▶ **TEXT PASSAGE**
+--
Metadata-Version: 2.1
Name: django-ocr_translate
Version: 0.2.4
Summary: Django app for OCR and translation
Keywords: django,ocr,translation
Author: Davide Grassano
Requires-Python: >=3.10
Description-Content-Type: text/markdown
Classifier: Development Status :: 2 - Pre-Alpha
Classifier: Framework :: Django
Classifier: License :: OSI Approved :: GNU General Public License v3 (GPLv3)
Classifier: Operating System :: Microsoft :: Windows
Classifier: Operating System :: POSIX :: Linux
Classifier: Programming Language :: Python
Classifier: Programming Language :: Python :: 3.10
Classifier: Programming Language :: Python :: 3.11
Classifier: Natural Language :: English
Classifier: Topic :: Multimedia :: Graphics
Classifier: Topic :: Database :: Database Engines/Servers
Classifier: Topic :: Text Processing :: Linguistic
Classifier: Intended Audience :: End Users/Desktop
Requires-Dist: numpy~=1.24.1
Requires-Dist: Django~=4.2.3
Requires-Dist: Pillow~=10.0.1
Requires-Dist: sphinx~=7.2.6 ; extra == "docs"
Requires-Dist: sphinx_design~=0.5.0 ; extra == "docs"
Requires-Dist: sphinx-rtd-theme~=1.3.0 ; extra == "docs"
Requires-Dist: sphinx-rtd-dark-mode~=1.3.0 ; extra == "docs"
Requires-Dist: sphinxcontrib-openapi ; extra == "docs"
Requires-Dist: pymysql==1.1.0 ; extra == "mysql"
Requires-Dist: psycopg[binary]==3.1.9 ; extra == "postgres"
Requires-Dist: pre-commit~=3.3.3 ; extra == "pre-commit"
Requires-Dist: pylint~=2.17.4 ; extra == "pre-commit"
Requires-Dist: pylint-pytest~=1.1.2 ; extra == "pre-commit"
Requires-Dist: pylint-django~=2.5.3 ; extra == "pre-commit"
Requires-Dist: flit ; extra == "release"
Requires-Dist: pyinstaller ; extra == "release"
Requires-Dist: pytest ; extra == "tests"
Requires-Dist: pytest-cov ; extra == "tests"
Requires-Dist: pytest-django~=4.5.2 ; extra == "tests"
Requires-Dist: pytest-regressions~=2.4 ; extra == "tests"
Project-URL: Source, https://github.com/crivella/ocr_translate
Provides-Extra: docs
Provides-Extra: mysql
Provides-Extra: postgres
Provides-Extra: pre-commit
Provides-Extra: release
Provides-Extra: tests

# OCR_translate

This is a Django app for creating back-end server aimed at performing OCR and translation of images received via a POST request.
+--
▶ **DATASET CONTENT**
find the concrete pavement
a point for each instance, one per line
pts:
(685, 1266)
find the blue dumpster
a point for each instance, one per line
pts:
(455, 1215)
+--
▶ **TASK LIST**
1. According to the django-ocr_translate package description, what Python version does the app require?
2. Pick up the django-ocr_translate package description after its final sentence and write the next few lines.

▶ **EXERCISE ANSWERS**
1. Python 3.10 or newer.

2.
The OCR and translation is performed using freely available machine learning models and packages (see below for what is currently implemented).

The server is designed to be used together with [this browser extension](https://github.com/Crivella/ocr_extension), acting as a front-end providing the images and controlling the model languages and models being used.

[Full Documentation](https://crivella.github.io/ocr_translate/)

## Running the server

If you plan to use a different settings (eg. database, or model location), you can either:

- manually edit the [settings.py](mysite/settings.py)
- Use the provided [Environment variables](#environment-variables)
See below for a [list of supported databases](#supported-databases)

You will also have to modify the `ALLOWED_HOSTS` in case you plan to access the server from somewhere other than *localhost*.

All the different way to run the server may provide different set of default values (each of them is targeted for a different level of usage).

### From Release file

(Tested on Windows 11)
From the [github releases page](/../../releases/) you can download either:

- The [CPU only version](/../../releases/latest/download/run_server-cpu.zip)
- The GPU version split in [file 1](/../../releases/latest/download/run_server-gpu.zip.001) and [file 2](/../../releases/latest/download/run_server-gpu.zip.002) (The CUDA dependencies makes it take much more space), wich can be restored using tools like [7zip](https://www.7-zip.org/https://www.7-zip.org/) and [NanaZip](https://github.com/M2Team/NanaZip).

Usage:
Unzip the file and from inside the folder, run the `run_server-XXX.exe` file (XXX=cpu/gpu)

The server will run with sensible defaults. Most notably the models files and database will be downloaded/created under `%userprofile%/.ocr_translate`.
Also the gpu version will attempt to run on GPU by default, and fall-back to CPU if the former is not available.

For customization, you can set the [environment variable](#environment-variables) yourself:

- Linux: use `export ENV_VAR_NAME=XXX` before launching the code from terminal.
- Windows: either via powershell or by searching for *environment variable* in the settings menu.

### From Github installation

See the section on how to [install from Github](#from-github) first.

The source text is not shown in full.